**What the exercise asks**:
Print out the whole listing below exactly as it is written.

**Records for this exercise**:
━━━━━━━━━━━━━━━━━━━━

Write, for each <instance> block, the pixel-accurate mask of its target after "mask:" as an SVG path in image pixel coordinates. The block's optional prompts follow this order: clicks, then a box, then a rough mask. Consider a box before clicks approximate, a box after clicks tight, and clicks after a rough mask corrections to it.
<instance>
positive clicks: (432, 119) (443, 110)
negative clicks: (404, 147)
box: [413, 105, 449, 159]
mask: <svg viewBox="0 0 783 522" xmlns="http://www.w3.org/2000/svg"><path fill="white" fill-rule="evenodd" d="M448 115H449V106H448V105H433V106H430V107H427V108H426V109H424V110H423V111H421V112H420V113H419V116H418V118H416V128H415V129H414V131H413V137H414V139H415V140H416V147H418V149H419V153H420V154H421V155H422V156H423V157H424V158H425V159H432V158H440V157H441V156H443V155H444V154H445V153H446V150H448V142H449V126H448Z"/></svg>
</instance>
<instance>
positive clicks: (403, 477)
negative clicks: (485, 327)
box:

━━━━━━━━━━━━━━━━━━━━

**Answer to this problem**:
Write, for each <instance> block, the pixel-accurate mask of its target after "mask:" as an SVG path in image pixel coordinates. The block's optional prompts follow this order: clicks, then a box, then a rough mask. Consider a box before clicks approximate, a box after clicks tight, and clicks after a rough mask corrections to it.
<instance>
positive clicks: (432, 119) (443, 110)
negative clicks: (404, 147)
box: [413, 105, 449, 159]
mask: <svg viewBox="0 0 783 522" xmlns="http://www.w3.org/2000/svg"><path fill="white" fill-rule="evenodd" d="M448 115H449V106H448V105H433V106H430V107H427V108H426V109H424V110H423V111H421V112H420V113H419V116H418V118H416V128H415V129H414V131H413V137H414V139H415V140H416V147H418V149H419V153H420V154H421V155H422V156H423V157H424V158H425V159H432V158H440V157H441V156H443V155H444V154H445V153H446V150H448V142H449V126H448Z"/></svg>
</instance>
<instance>
positive clicks: (403, 477)
negative clicks: (485, 327)
box:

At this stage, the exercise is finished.